▶ _What is required_: Copy out all the records, word for word.

▶ _Given records_:

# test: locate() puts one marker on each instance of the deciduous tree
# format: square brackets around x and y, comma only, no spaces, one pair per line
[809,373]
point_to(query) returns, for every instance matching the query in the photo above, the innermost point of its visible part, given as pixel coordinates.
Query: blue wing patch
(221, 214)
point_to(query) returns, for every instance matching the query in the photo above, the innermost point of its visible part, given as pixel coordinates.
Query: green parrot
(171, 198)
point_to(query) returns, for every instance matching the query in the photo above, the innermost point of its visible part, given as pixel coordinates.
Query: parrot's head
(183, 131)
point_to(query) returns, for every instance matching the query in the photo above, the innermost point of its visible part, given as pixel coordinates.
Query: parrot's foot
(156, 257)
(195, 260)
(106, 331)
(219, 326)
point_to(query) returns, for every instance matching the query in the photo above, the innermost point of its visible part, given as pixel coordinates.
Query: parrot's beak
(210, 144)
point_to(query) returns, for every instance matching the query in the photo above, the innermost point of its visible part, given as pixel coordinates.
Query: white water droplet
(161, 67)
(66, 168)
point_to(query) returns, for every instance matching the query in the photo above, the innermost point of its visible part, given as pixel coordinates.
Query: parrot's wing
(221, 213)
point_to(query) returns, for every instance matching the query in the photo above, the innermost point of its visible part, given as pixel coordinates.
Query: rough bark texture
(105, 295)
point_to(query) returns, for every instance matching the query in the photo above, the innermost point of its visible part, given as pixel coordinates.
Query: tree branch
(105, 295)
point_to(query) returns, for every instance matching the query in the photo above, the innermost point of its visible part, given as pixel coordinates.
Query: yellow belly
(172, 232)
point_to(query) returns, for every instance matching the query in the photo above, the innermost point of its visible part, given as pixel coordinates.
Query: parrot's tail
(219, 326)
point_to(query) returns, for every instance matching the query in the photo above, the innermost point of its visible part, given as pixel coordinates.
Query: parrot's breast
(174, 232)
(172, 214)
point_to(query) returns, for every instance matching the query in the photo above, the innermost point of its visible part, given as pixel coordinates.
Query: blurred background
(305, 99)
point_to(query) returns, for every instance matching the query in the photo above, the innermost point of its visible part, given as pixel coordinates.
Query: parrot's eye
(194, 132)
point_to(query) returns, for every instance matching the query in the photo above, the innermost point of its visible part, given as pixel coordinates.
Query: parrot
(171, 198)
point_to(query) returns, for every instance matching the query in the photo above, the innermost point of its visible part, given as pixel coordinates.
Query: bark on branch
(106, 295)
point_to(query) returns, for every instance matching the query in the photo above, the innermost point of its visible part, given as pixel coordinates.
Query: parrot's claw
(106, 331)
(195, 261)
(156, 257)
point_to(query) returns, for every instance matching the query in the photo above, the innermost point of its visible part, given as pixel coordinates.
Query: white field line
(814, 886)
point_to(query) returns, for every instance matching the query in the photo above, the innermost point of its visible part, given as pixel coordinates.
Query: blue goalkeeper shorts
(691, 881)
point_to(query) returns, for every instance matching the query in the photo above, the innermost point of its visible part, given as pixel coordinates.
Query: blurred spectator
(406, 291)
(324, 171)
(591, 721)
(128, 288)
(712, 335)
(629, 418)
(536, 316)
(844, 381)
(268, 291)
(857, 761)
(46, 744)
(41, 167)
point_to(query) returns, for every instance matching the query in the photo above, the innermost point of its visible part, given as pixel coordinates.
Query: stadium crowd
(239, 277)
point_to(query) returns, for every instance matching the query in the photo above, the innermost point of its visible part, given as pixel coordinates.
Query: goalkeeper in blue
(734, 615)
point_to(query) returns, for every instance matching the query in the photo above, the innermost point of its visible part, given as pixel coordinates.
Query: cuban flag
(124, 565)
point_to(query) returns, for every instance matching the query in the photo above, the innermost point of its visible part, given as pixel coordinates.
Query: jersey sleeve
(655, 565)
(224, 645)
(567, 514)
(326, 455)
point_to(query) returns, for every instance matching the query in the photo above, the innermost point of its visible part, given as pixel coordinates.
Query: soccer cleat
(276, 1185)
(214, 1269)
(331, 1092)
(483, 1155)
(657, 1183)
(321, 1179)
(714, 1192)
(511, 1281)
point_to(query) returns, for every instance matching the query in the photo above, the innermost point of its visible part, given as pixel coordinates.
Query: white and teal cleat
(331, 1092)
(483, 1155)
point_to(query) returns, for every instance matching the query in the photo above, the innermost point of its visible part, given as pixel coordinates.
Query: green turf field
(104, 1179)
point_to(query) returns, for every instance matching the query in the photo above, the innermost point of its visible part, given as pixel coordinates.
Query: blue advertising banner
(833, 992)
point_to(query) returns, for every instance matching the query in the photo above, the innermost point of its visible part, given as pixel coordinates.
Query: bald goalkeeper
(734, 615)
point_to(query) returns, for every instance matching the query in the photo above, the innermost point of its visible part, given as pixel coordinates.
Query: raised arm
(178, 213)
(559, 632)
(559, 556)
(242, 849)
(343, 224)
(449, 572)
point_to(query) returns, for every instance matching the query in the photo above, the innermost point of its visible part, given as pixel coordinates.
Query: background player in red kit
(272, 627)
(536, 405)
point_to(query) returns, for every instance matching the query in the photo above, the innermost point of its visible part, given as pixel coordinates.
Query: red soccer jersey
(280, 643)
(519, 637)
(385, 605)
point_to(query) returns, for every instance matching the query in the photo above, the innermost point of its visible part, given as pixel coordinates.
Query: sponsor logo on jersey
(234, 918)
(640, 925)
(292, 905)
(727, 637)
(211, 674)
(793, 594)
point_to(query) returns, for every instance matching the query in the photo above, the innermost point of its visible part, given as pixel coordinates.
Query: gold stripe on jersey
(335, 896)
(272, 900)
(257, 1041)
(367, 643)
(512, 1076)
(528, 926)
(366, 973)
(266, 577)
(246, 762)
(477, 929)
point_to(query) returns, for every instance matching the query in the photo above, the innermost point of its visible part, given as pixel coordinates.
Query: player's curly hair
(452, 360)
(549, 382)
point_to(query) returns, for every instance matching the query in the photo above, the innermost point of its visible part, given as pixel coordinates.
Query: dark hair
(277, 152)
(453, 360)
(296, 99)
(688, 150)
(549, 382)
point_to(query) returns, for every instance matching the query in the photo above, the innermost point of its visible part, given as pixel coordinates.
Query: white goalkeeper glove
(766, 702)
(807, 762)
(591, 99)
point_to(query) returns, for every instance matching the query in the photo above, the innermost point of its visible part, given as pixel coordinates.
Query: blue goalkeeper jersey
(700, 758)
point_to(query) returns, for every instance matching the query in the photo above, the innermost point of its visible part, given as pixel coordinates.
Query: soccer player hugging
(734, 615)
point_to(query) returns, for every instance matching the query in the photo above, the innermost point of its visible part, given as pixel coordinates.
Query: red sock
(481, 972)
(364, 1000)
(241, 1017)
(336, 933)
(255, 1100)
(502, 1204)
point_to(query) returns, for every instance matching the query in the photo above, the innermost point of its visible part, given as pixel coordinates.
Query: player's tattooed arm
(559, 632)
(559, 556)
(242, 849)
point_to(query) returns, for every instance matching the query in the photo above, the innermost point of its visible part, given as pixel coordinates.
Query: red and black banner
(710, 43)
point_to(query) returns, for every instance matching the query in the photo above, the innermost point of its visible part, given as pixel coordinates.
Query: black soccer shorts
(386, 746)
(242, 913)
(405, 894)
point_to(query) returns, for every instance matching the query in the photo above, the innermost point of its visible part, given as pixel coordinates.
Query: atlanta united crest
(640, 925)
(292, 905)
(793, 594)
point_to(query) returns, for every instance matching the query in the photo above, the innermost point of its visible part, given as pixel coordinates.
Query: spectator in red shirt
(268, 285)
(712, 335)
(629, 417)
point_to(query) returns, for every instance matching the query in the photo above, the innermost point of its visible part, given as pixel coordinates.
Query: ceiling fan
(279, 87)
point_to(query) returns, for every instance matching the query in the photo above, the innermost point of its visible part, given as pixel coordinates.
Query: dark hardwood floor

▶ _Exercise result_:
# test: locate() puts one marker on each instance of the deciduous tree
# format: square brackets around x and y, comma only, no spaces, one pair per line
[809,373]
point_to(query) returns, for every instance matching the query in the photo above, the innermost point of its visible part, given as pixel coordinates.
Query: blue wing patch
(221, 214)
point_to(query) returns, for every instance matching the query in the photo above, the innermost point of its visible part, given as pixel coordinates.
Query: green parrot
(171, 198)
point_to(query) returns, for every instance matching the query in the photo above, the innermost point of its visible part, given as pixel coordinates.
Query: parrot's head
(183, 131)
point_to(query) returns, for every instance matching the query in the photo above, the innermost point of its visible part, given as pixel coordinates.
Query: parrot's foot
(156, 257)
(195, 260)
(106, 331)
(219, 326)
point_to(query) returns, for every instance matching the query in the photo above, the innermost point of its visible part, given as pixel coordinates.
Query: parrot's beak
(210, 144)
point_to(query) returns, for every instance matching the query in the photo above, the innermost point of its visible part, given as pixel coordinates.
Query: white water droplet
(161, 67)
(66, 168)
point_to(query) returns, for every instance matching the query in the photo above, the innermost point of its visible part, given as pixel coordinates.
Query: parrot's wing
(221, 213)
point_to(query) returns, for every instance matching the query in the photo above, the innermost point of its visible part, given as pixel coordinates.
Query: rough bark texture
(105, 295)
point_to(query) returns, for every instance matching the query in the photo above, the innermost point of its visible part, given as pixel coordinates.
Query: tree branch
(105, 295)
point_to(query) returns, for every instance matching the query in the photo above, the innermost point of its visible part, given as pixel coordinates.
Query: yellow belly
(172, 232)
point_to(query) returns, for every instance matching the query in the photo above, the innermost point of its visible part, given as pixel coordinates.
Query: parrot's tail
(219, 326)
point_to(query) returns, for every instance matching the query in the photo above, the innermost point of its visible part, given as pixel coordinates.
Query: parrot's breast
(174, 232)
(172, 214)
point_to(query) returns, for every instance matching the query in the photo above, the innermost point of its visible part, given as pixel coordinates.
Query: blurred background
(305, 99)
point_to(query) returns, for every instance matching the query in the photo above, the innermost point of its visible part, given as pixel coordinates.
Query: parrot's eye
(194, 132)
point_to(query) returns, for every instance matching the query in the photo above, the innermost point of its visible part, given as pixel coordinates.
Query: parrot
(171, 198)
point_to(query) returns, for every instance matching the query in the photo above, the innermost point of its visible part, given as pixel coordinates.
Query: bark on branch
(106, 295)
point_to(query) returns, for every instance matching the query in the photo above, the innermost point of its visible part, given as pixel coordinates.
Query: parrot's claw
(106, 331)
(195, 261)
(156, 257)
point_to(query) returns, for every instance matching the query in the photo above, the innermost point of its visible part, given as pixel coordinates.
Query: white field line
(814, 886)
point_to(query) returns, for every instance matching the query in the photo above, the innermost point of its visible part, given as pixel coordinates.
Query: blue goalkeeper shorts
(691, 881)
point_to(query) returns, for every instance matching the query in the photo above, the innermost point of its visible part, given as pixel coordinates.
Query: blurred spectator
(406, 291)
(324, 171)
(591, 721)
(128, 288)
(712, 335)
(629, 418)
(536, 316)
(844, 381)
(268, 291)
(857, 761)
(46, 744)
(41, 167)
point_to(query) returns, for every instance matching the query in the photo above, the innermost point of its visible part, given as pixel coordinates.
Query: stadium crowd
(239, 277)
point_to(query) returns, for every instance matching the query in the photo above, the innermost point of its visible part, given as pixel coordinates.
Query: goalkeeper in blue
(734, 615)
point_to(query) returns, for every instance matching the query in the photo above, the innermost point of its visible part, given as pixel coordinates.
Query: cuban flag
(124, 565)
point_to(query) returns, for every instance matching the query in the photo above, the innermost point of its visible part, given as pixel coordinates.
Query: jersey sleeve
(655, 565)
(224, 645)
(567, 514)
(326, 455)
point_to(query) returns, for every instance matching the query in the photo above, the innermost point of its visible part, given as pixel coordinates.
Query: soccer cleat
(276, 1185)
(214, 1269)
(331, 1092)
(483, 1155)
(657, 1183)
(321, 1179)
(714, 1192)
(511, 1281)
point_to(query) returns, for every instance matching the query in the photo above, the innermost point of its visible part, given as pixel coordinates.
Query: white and teal cleat
(331, 1092)
(483, 1155)
point_to(query) returns, for every instance matching the query in the photo above, the innermost point of its visible part, given as pixel coordinates.
Query: green turf field
(104, 1179)
point_to(query) returns, for every instance matching the query in the photo above, the innermost point of its visible part, given as pixel coordinates.
Query: blue advertising banner
(833, 992)
point_to(query) returns, for every instance matching the query in the photo above, the innermost point of its visible part, given as pixel coordinates.
Query: bald goalkeeper
(734, 615)
point_to(query) returns, for every instance matching the query in the photo above, the innermost point of its visible part, given as pixel coordinates.
Query: raised arm
(178, 213)
(559, 632)
(559, 556)
(242, 849)
(343, 224)
(449, 572)
point_to(query) returns, for every instance matching the query in the photo above, the innermost point of its visible part, given as pixel coordinates.
Query: background player in red kit
(272, 627)
(536, 405)
point_to(query) returns, for every instance matching the query in the photo above, the innermost point of its visible part, given as pixel coordinates.
Query: red soccer jersey
(280, 643)
(519, 637)
(385, 605)
point_to(query) returns, for every instance matching the query in the photo above, the innermost point of its visible part, given as pixel coordinates.
Query: sponsor logo on jersey
(234, 918)
(640, 925)
(292, 905)
(727, 637)
(211, 674)
(793, 594)
point_to(query) returns, for every instance matching the query in the photo above, the innermost point of its visible part, given as pixel coordinates.
Query: gold stripe on jersey
(335, 896)
(272, 900)
(257, 1041)
(367, 643)
(512, 1076)
(528, 926)
(366, 973)
(266, 577)
(246, 762)
(477, 929)
point_to(query) returns, for every instance matching the query in the photo above, the innermost point of its visible part, given as pixel coordinates.
Query: player's curly hair
(452, 360)
(549, 382)
point_to(query) returns, for every instance matching the query in the photo above, the innermost point of its visible part, given as pixel coordinates.
Query: dark hair
(277, 152)
(453, 360)
(296, 99)
(688, 150)
(549, 382)
point_to(query) returns, for every instance matching the query in the photo above, the innermost point of its visible part, given as pixel coordinates.
Query: white goalkeeper glove
(766, 702)
(807, 762)
(591, 99)
point_to(query) returns, for every instance matching the query in the photo above, the innermost point of its visible part, given as pixel coordinates.
Query: blue goalkeeper jersey
(700, 758)
point_to(query) returns, for every instance matching the query in the photo above, the innermost point of its visible part, given as pixel coordinates.
Query: soccer player hugging
(734, 615)
point_to(query) returns, for every instance matching the query in the photo above, the innermost point of its visible part, given as pixel coordinates.
Query: red sock
(481, 972)
(364, 1000)
(241, 1017)
(336, 933)
(255, 1100)
(502, 1204)
point_to(query) returns, for every instance matching the query in the photo above, the innermost point of its visible part, given as pixel coordinates.
Query: player's tattooed arm
(559, 632)
(559, 556)
(242, 849)
point_to(query) returns, for every instance matching the query in the photo above, the innermost point of its visible part, given as pixel coordinates.
Query: red and black banner
(710, 43)
point_to(query) returns, for every instance matching the query in the photo above, the innermost point of its visible part, given as pixel coordinates.
Query: black soccer shorts
(386, 746)
(242, 913)
(405, 894)
point_to(query) returns, for every instance matching the query in the photo above, the innermost point of its visible part, given as pixel coordinates.
Query: atlanta united crest
(640, 925)
(292, 905)
(793, 594)
point_to(query) returns, for every instance matching the query in the photo above, the innermost point of its visible part, given as pixel coordinates.
Query: spectator in red shirt
(268, 285)
(712, 335)
(629, 417)
point_to(query) returns, for every instance matching the query in the photo above, the innermost point of its visible part, given as pixel coordinates.
Query: ceiling fan
(279, 87)
point_to(query) returns, for every instance matching the query in the photo above, the innermost point of its visible part, given as pixel coordinates.
Query: dark hardwood floor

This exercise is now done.